### [Written instruction]
The entries are to be returned exactly, with images left out.

==== Stored rows ====

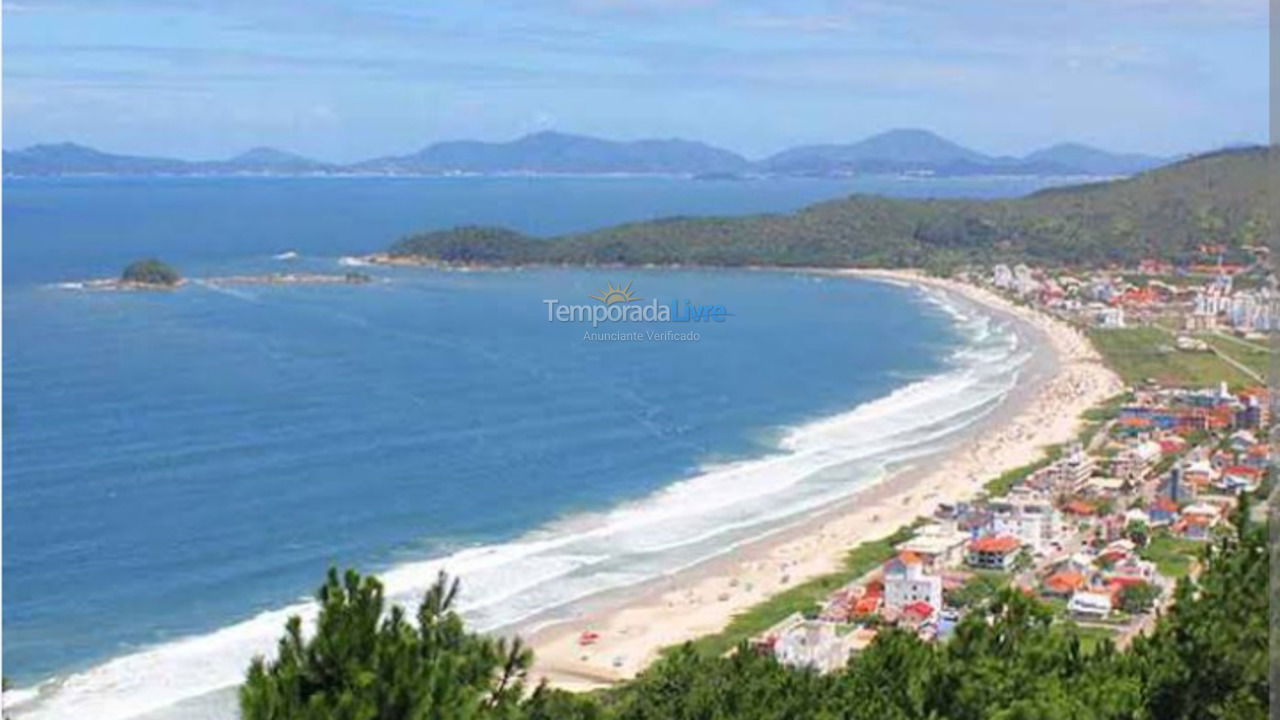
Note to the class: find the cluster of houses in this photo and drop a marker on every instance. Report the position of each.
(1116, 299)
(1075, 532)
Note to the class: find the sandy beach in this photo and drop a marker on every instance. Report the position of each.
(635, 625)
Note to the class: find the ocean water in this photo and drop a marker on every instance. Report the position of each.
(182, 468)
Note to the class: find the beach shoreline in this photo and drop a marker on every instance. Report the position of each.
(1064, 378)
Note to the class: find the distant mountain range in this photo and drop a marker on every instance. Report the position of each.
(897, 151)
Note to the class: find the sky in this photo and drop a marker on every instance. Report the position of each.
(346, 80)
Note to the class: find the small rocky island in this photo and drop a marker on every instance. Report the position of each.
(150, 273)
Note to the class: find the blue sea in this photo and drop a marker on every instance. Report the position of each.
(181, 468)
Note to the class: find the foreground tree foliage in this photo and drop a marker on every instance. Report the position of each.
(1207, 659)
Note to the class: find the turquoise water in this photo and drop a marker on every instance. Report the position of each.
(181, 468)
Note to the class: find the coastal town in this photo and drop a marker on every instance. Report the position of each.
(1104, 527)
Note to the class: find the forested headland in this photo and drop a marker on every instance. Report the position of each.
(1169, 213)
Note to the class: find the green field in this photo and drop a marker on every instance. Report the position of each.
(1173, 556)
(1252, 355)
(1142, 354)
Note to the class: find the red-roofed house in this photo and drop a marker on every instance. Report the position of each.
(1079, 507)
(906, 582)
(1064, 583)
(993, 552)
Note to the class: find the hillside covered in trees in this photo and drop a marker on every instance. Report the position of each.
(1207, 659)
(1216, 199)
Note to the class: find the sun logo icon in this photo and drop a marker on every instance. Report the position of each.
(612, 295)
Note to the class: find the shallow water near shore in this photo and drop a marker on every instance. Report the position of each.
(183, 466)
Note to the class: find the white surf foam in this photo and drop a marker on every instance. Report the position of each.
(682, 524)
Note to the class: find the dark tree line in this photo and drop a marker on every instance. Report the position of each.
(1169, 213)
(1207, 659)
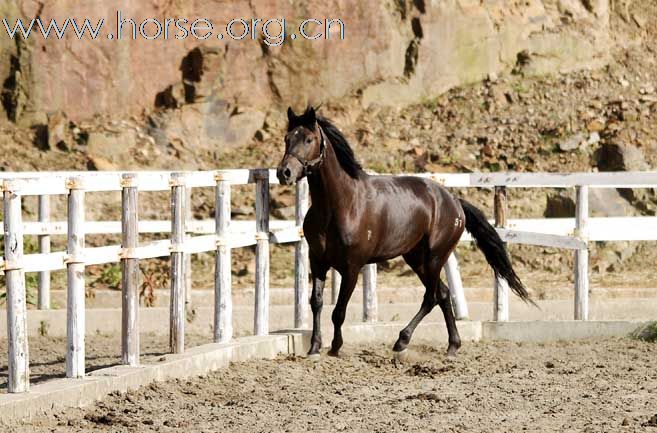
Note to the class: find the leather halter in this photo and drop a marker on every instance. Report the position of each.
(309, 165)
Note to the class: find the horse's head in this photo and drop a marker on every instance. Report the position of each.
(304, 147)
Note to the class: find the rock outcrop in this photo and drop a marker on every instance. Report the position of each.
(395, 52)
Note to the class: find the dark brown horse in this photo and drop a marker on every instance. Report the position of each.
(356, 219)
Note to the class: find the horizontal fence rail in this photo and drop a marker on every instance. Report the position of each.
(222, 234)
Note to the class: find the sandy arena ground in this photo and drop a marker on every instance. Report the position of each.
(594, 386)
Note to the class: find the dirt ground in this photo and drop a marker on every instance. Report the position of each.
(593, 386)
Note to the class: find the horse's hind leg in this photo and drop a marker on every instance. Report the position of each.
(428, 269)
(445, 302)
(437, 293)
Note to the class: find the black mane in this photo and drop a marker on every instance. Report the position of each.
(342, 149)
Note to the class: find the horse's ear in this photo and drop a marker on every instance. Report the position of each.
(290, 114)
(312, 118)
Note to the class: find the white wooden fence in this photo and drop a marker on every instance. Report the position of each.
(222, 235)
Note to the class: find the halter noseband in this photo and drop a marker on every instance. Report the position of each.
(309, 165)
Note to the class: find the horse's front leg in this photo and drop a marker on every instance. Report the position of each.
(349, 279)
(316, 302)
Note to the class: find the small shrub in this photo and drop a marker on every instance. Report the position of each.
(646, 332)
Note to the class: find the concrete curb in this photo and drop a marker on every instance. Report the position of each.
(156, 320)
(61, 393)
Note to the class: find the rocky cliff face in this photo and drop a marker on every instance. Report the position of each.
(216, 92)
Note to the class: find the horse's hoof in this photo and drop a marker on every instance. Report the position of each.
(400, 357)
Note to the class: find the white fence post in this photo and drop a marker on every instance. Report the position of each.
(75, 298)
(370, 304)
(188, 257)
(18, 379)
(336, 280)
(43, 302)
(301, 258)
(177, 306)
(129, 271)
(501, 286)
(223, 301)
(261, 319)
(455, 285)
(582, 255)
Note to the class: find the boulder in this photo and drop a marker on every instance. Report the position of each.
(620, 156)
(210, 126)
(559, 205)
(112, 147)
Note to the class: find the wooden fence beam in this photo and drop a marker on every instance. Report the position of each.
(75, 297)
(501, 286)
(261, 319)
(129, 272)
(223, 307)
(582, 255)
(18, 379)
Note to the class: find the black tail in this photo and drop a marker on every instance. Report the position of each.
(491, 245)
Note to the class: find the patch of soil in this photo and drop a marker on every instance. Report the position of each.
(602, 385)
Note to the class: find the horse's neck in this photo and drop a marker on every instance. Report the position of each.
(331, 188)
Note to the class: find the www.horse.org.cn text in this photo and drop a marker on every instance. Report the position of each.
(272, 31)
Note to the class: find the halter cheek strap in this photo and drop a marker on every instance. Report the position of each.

====

### [Correct output]
Note to the class: find the cluster of houses in this photo and drop a marker on every instance. Report the position of each.
(1116, 299)
(1075, 532)
Note to the class: find the sandy beach in this photo and drop a marker on every instance. Report the position of each.
(635, 625)
Note to the class: find the ocean water in this photo and drop a marker on every instance. Report the position of each.
(182, 468)
Note to the class: find the beach shoreline in this photo and drop a marker on every instance. Report the position of each.
(1064, 378)
Note to the class: find the distant mountain range in this photo and drop a marker on every instance. Report the position of each.
(897, 151)
Note to the class: find the sky in this photo and drop a marker on every instance. Report the position of each.
(346, 80)
Note to the class: find the small rocky island in this photo and drop a marker on every instance. Report the position of each.
(150, 273)
Note to the class: find the blue sea in this photo and drop a marker on every instance. Report the position of each.
(181, 468)
Note to the class: find the foreground tree foliage in this photo and drop a marker on every instance. Report the position of each.
(1207, 659)
Note to the class: find the turquoise water in this photo and drop a marker on every instance. Report the position of each.
(181, 468)
Note to the class: find the coastal town in this photo and drop a marker on every instance. Report the position of each.
(1104, 527)
Note to the class: find the forested headland in this photo and drop a marker on every instance. Report the position of each.
(1169, 213)
Note to the class: find the green field in this photo and drop a marker on every instance. Report the position of each.
(1173, 556)
(1252, 355)
(1142, 354)
Note to the class: find the red-roofed house in this photo and drop a marker on every instance. Report the position of each.
(1079, 507)
(906, 582)
(1064, 583)
(993, 552)
Note to the class: find the hillside covered in trees in this photo and drop a marker on every instance. Report the position of each.
(1207, 659)
(1216, 199)
Note to the class: find the sun logo icon in this photo and drop a marker on every instance. Report the position of each.
(612, 295)
Note to the class: find the shallow water near shore in this photo and drop a marker on every instance. Report the position of each.
(183, 466)
Note to the class: find the white surf foam in this photo and drop a marker on every instance. Report the position of each.
(682, 524)
Note to the class: find the dark tree line in this photo and drop a marker on every instance. Report the position of each.
(1169, 213)
(1207, 659)
Note to the class: find the leather halter in this photo and drop a marker on every instance. Report the position of each.
(309, 165)
Note to the class: find the horse's head in this photo and drop a marker on every instance. Report the position of each.
(304, 147)
Note to the class: find the rock outcrop in this photo and drop a marker on every instance. Report the position of each.
(395, 52)
Note to the class: find the dark brown horse in this photo and drop a marker on every instance. Report the position of each.
(356, 219)
Note to the class: find the horizontal fence rail in this photo and drop a marker on every instance. Report the position of each.
(222, 234)
Note to the class: find the sandy arena ground in this photo and drop a marker on every instance. Report the position of each.
(594, 386)
Note to the class: find the dirt ground in this photo and drop a marker on every instance. Report the position of each.
(593, 386)
Note to the class: find the horse's hind leg in this photo and drop a marker on every instance. Report the position of each.
(428, 269)
(445, 302)
(437, 293)
Note to the class: find the black mane in this photo and drop a marker on every instance. Report the position of each.
(342, 149)
Note to the class: find the horse's ear in this photo and drop a marker on every instance. Report the position of each.
(290, 114)
(312, 118)
Note to the class: find the white wooden fence in this photo and drop a marker on every instance. Report the position of each.
(222, 235)
Note to the class: find the halter noseband in this photo and drop a marker on every instance. Report the position of each.
(309, 165)
Note to the class: find the horse's front leg in this photo and drop a marker on every instance. Report the position of each.
(349, 279)
(316, 302)
Note to the class: find the small shrub in this photo and drop a marker on every instance. Report the position of each.
(646, 332)
Note to the class: find the concrete curb in this photo and drop a marker on every instance. Report the position of each.
(156, 320)
(61, 393)
Note to the class: find the rocky cliff face in this photo and drop a marker on every instance. Report the position of each.
(216, 92)
Note to the class: find the horse's hoof in this photo and drop a marker on every instance. Report the position of each.
(400, 357)
Note to the class: find the white fence post in this photo and drop a marker on every instance. Report the position of each.
(75, 298)
(370, 304)
(188, 257)
(18, 379)
(336, 280)
(43, 302)
(301, 258)
(177, 306)
(129, 271)
(501, 286)
(223, 301)
(261, 319)
(455, 285)
(582, 255)
Note to the class: find the boulder in this photo and drop a marker on every instance. Report the position of each.
(620, 156)
(210, 126)
(559, 205)
(112, 147)
Note to the class: find the wooden fence beam in this photo and drop a marker on every instance. Report the position of each.
(75, 297)
(501, 286)
(261, 319)
(129, 272)
(223, 307)
(582, 255)
(18, 379)
Note to the class: find the black tail in this photo and drop a marker on every instance. Report the position of each.
(491, 245)
Note to the class: find the patch of soil in this photo and drop a marker on every instance. Report the position of each.
(602, 385)
Note to the class: find the horse's neck in this photo and drop a marker on every instance. Report the position of each.
(331, 188)
Note to the class: find the www.horse.org.cn text in this photo and drop a marker on every instance. Report the position of each.
(272, 31)
Note to the class: find the halter cheek strap in this photo and drop a marker on every instance. Report the position of each.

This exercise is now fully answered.